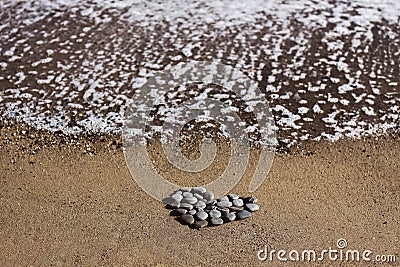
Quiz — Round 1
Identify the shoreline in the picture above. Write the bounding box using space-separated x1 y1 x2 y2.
0 121 400 266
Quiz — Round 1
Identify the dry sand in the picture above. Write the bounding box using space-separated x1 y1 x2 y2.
0 125 400 266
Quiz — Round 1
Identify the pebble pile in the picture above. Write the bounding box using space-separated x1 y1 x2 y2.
163 187 259 228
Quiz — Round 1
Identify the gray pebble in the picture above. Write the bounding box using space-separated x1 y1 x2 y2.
163 197 180 208
243 197 258 204
193 193 204 200
218 196 229 202
181 197 197 205
228 194 239 200
207 199 217 206
170 208 187 216
179 214 194 224
208 210 221 218
180 187 192 192
191 187 207 195
232 198 244 207
236 210 251 220
245 203 260 211
229 206 244 211
182 192 193 197
222 212 236 222
217 201 232 208
181 203 193 210
193 221 208 228
196 211 208 221
171 194 183 202
203 192 214 201
218 208 229 216
194 200 206 209
210 218 224 225
188 210 197 215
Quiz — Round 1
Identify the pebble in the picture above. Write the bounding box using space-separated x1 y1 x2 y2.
218 208 229 216
229 206 244 211
217 201 232 208
181 197 197 205
170 208 187 216
243 197 258 204
182 192 193 197
203 192 214 201
193 193 204 200
207 199 218 206
245 203 260 212
228 194 239 200
208 210 221 218
218 196 229 202
163 187 260 229
194 200 207 209
180 187 192 192
181 203 193 210
210 218 224 225
171 193 183 202
222 212 236 222
188 210 197 215
196 211 208 221
193 221 208 228
236 210 251 220
179 214 194 224
232 198 244 207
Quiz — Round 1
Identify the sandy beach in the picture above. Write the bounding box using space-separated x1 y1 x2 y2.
0 123 400 266
0 0 400 267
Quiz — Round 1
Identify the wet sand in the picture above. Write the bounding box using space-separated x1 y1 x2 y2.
0 124 400 266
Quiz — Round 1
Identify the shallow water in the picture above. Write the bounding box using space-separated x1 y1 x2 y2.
0 0 400 145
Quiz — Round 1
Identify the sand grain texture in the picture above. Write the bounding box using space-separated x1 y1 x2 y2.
0 127 400 266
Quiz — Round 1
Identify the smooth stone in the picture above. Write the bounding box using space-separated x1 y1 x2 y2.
170 194 183 202
218 196 229 202
181 197 197 205
203 192 214 201
194 200 207 209
210 218 224 225
181 203 193 210
208 210 221 218
193 221 208 228
196 211 208 221
179 214 194 224
191 187 207 195
218 208 229 216
169 208 187 216
180 187 192 192
232 198 244 207
245 203 260 211
228 194 239 200
188 210 197 215
243 197 258 204
217 201 232 208
222 212 236 222
207 199 217 206
182 192 193 197
193 193 204 200
236 210 251 220
229 206 244 211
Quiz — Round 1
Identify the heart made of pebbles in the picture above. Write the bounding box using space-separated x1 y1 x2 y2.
163 187 260 229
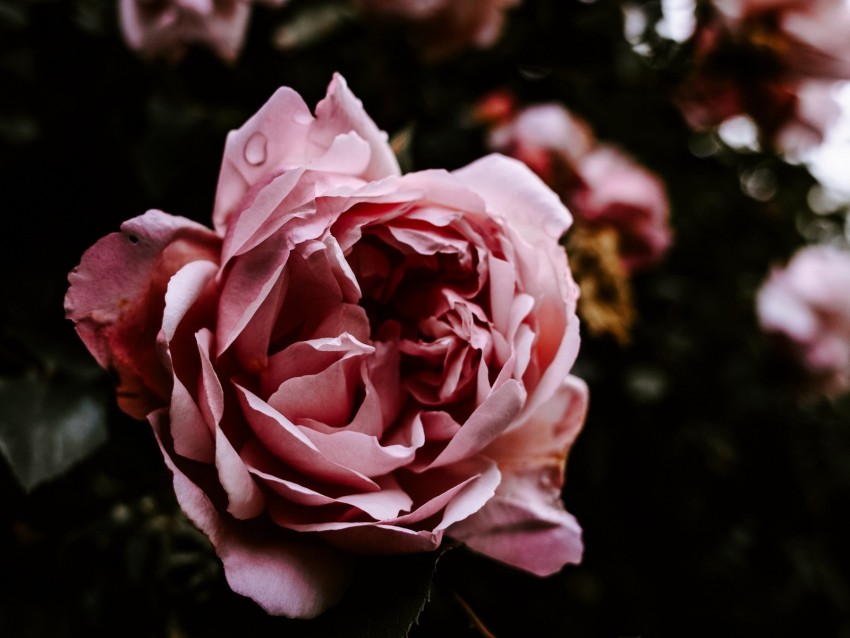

★ ★ ★

→ **EXERCISE INSTRUCTIONS**
Reproduce all of the lines above word for word, leaving out the pictures.

→ **TASK RESPONSE**
Quiz — Round 1
Identify the shoreline in the picture above. Write the bounding box using space-separated x1 y1 x2 y2.
0 121 400 266
Quiz — Round 1
Identify the dry sand in the picture above. Write the bounding box using space-separated x1 y1 x2 y2.
0 125 400 266
Quiz — Round 1
Identify the pebble pile in the picture above. Write the bounding box using space-separated x1 y1 x2 y2.
163 187 259 228
Quiz — Round 1
Identify the gray pebble in the picture above. Write the bounding box using space-separated x1 y1 x2 y2.
163 197 180 208
243 197 258 204
193 193 204 200
218 196 229 202
181 197 197 205
228 194 239 200
207 199 217 206
170 208 187 216
179 214 194 224
208 210 221 218
180 187 192 192
191 187 207 195
232 198 244 207
236 210 251 220
245 203 260 211
229 206 244 211
182 192 193 197
222 212 236 222
217 201 232 208
181 203 193 210
193 221 208 228
196 211 208 221
171 194 183 202
203 192 214 201
218 208 229 216
194 200 206 209
210 218 224 225
188 210 197 215
Quiz — Round 1
Identify the pebble in the picture above. Write the bounding box using space-separated x1 y1 x2 y2.
218 208 229 216
229 206 244 211
217 201 232 208
181 197 197 205
170 208 187 216
243 197 258 204
182 192 193 197
203 192 214 201
193 193 204 200
207 199 218 206
245 203 260 212
228 194 239 200
208 210 221 218
218 196 229 202
163 187 260 229
194 200 207 209
180 187 192 192
181 203 193 210
210 218 224 225
171 193 183 202
222 212 236 222
188 210 197 215
196 211 208 221
193 221 208 228
236 210 251 220
179 214 194 224
232 198 244 207
Quiz — Round 1
Identify the sandy beach in the picture above. Write the bounding box using space-separated x1 y1 x2 y2.
0 123 400 266
0 0 400 267
Quiz — Round 1
Identify the wet sand in the picture above. Write the bounding box using space-separated x1 y1 x2 y2.
0 124 400 266
Quiz — Round 1
Identify the shallow water in the picture above. Write the bounding box using space-separated x1 y1 x2 y2.
0 0 400 145
Quiz — Round 1
Identify the sand grain texture in the picture above. Write the bounding box using space-separated x1 y1 x2 y2.
0 127 400 266
Quiz — Round 1
Identify the smooth stone in the picture above. Write the bounding box using space-separated x1 y1 x2 y2.
170 194 183 202
218 196 229 202
181 197 197 205
203 192 214 201
194 200 207 209
210 218 224 225
181 203 193 210
208 210 221 218
193 221 208 228
196 211 208 221
179 214 194 224
191 187 207 195
218 208 229 216
169 208 187 216
180 187 192 192
232 198 244 207
245 203 260 211
228 194 239 200
188 210 197 215
243 197 258 204
217 201 232 208
222 212 236 222
207 199 217 206
182 192 193 197
193 193 204 200
236 210 251 220
229 206 244 211
Quiz — Round 1
Identify the heart made of pebbles in the picture above. Write the bounding box using space-separated x1 y1 x2 y2.
163 187 260 229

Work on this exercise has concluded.